TASK DATA below:

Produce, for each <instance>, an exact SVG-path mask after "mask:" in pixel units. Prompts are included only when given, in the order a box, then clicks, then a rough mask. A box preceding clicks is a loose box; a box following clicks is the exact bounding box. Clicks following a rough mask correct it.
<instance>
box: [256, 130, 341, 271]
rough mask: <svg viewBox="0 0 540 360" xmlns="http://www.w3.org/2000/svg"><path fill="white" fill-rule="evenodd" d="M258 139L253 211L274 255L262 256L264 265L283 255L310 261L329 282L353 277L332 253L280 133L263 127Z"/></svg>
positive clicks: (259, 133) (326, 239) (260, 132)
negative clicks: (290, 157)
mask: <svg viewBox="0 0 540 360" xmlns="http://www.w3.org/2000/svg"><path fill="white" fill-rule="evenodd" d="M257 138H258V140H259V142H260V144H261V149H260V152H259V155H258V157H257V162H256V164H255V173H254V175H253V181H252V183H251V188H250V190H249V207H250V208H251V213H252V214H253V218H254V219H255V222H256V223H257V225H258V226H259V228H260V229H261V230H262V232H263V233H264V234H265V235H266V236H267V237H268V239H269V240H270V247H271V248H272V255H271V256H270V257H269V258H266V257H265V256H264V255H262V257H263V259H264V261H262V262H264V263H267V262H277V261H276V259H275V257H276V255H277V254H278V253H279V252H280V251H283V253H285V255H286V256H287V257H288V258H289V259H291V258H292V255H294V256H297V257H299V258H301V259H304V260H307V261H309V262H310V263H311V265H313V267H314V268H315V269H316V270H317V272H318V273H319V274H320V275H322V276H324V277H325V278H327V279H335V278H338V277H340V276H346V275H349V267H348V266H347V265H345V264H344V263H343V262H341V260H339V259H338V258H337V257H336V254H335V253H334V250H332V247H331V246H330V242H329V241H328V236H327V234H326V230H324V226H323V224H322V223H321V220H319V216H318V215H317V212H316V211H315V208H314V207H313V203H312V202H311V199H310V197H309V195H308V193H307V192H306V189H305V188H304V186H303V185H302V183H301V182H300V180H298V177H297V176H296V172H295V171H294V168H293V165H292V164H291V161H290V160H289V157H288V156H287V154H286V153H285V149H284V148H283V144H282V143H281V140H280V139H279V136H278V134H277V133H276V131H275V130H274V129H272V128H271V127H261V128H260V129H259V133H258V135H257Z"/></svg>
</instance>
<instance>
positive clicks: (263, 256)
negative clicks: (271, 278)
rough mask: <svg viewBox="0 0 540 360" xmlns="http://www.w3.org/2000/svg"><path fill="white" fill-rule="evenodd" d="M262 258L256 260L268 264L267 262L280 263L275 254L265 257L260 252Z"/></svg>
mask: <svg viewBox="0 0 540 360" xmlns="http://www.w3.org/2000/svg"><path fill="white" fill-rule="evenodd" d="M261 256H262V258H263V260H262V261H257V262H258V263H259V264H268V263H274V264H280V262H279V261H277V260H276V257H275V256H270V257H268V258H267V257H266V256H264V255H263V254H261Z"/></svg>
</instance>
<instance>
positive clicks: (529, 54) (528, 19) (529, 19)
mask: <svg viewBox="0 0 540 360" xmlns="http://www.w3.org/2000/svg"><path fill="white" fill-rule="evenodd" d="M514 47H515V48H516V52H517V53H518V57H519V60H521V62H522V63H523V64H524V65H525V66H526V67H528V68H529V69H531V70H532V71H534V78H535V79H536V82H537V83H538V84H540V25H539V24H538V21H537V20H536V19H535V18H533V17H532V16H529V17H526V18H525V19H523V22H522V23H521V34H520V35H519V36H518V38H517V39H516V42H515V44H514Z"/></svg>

End of TASK DATA.

### WHAT THE TASK ASKS
Rewrite all of the material above, putting "coarse mask" in place of every "rough mask" and leaving everything else unchanged.

### SOLUTION TO THIS TASK
Produce, for each <instance>, an exact SVG-path mask after "mask:" in pixel units. Prompts are included only when given, in the order a box, then clicks, then a coarse mask. A box preceding clicks is a loose box; a box following clicks is the exact bounding box. Clicks following a coarse mask correct it.
<instance>
box: [256, 130, 341, 271]
coarse mask: <svg viewBox="0 0 540 360" xmlns="http://www.w3.org/2000/svg"><path fill="white" fill-rule="evenodd" d="M258 139L253 211L274 255L262 256L264 265L283 255L310 261L329 282L353 277L332 253L280 133L263 127Z"/></svg>
positive clicks: (259, 133) (326, 239) (260, 132)
negative clicks: (290, 157)
mask: <svg viewBox="0 0 540 360" xmlns="http://www.w3.org/2000/svg"><path fill="white" fill-rule="evenodd" d="M257 138H258V140H259V142H260V144H261V149H260V152H259V155H258V157H257V162H256V164H255V173H254V175H253V181H252V183H251V188H250V190H249V207H250V208H251V213H252V214H253V218H254V219H255V222H256V223H257V225H258V226H259V228H260V229H261V230H262V232H263V233H264V234H265V235H266V236H267V237H268V239H269V240H270V247H271V248H272V255H271V256H270V257H269V258H266V257H265V256H264V255H262V257H263V259H264V261H262V262H264V263H267V262H277V261H276V259H275V257H276V255H277V254H278V253H279V252H280V251H283V253H285V255H286V256H287V257H288V258H289V259H291V258H292V255H294V256H297V257H299V258H301V259H304V260H307V261H309V262H310V263H311V265H313V267H314V268H315V269H316V270H317V272H318V273H319V274H320V275H322V276H324V277H325V278H327V279H335V278H338V277H340V276H346V275H349V267H348V266H347V265H345V264H344V263H343V262H341V260H339V259H338V258H337V257H336V254H335V253H334V250H332V247H331V246H330V242H329V241H328V236H327V234H326V230H324V226H323V224H322V223H321V220H319V216H318V215H317V212H316V211H315V208H314V207H313V203H312V202H311V199H310V197H309V195H308V193H307V192H306V189H305V188H304V186H303V185H302V183H301V182H300V180H298V177H297V176H296V172H295V171H294V168H293V165H292V164H291V161H290V160H289V157H288V156H287V154H286V153H285V149H284V148H283V144H282V143H281V140H280V139H279V136H278V134H277V133H276V131H275V130H274V129H272V128H271V127H261V128H260V129H259V133H258V135H257Z"/></svg>
</instance>
<instance>
positive clicks: (263, 256)
negative clicks: (271, 278)
coarse mask: <svg viewBox="0 0 540 360" xmlns="http://www.w3.org/2000/svg"><path fill="white" fill-rule="evenodd" d="M262 258L256 260L268 264L267 262L280 263L275 254L265 257L260 252Z"/></svg>
mask: <svg viewBox="0 0 540 360" xmlns="http://www.w3.org/2000/svg"><path fill="white" fill-rule="evenodd" d="M261 256H262V258H263V260H262V261H257V262H258V263H259V264H268V263H274V264H280V262H279V261H277V260H276V257H275V256H270V257H268V258H267V257H266V256H264V255H263V254H261Z"/></svg>
</instance>
<instance>
positive clicks: (529, 54) (528, 19) (529, 19)
mask: <svg viewBox="0 0 540 360" xmlns="http://www.w3.org/2000/svg"><path fill="white" fill-rule="evenodd" d="M514 47H515V48H516V52H517V53H518V57H519V60H521V62H522V63H523V64H524V65H525V66H526V67H528V68H529V69H531V70H532V71H534V78H535V79H536V82H537V83H538V84H540V25H539V24H538V21H537V20H536V19H535V18H533V17H532V16H529V17H526V18H525V19H523V22H522V23H521V34H520V35H519V36H518V38H517V39H516V42H515V44H514Z"/></svg>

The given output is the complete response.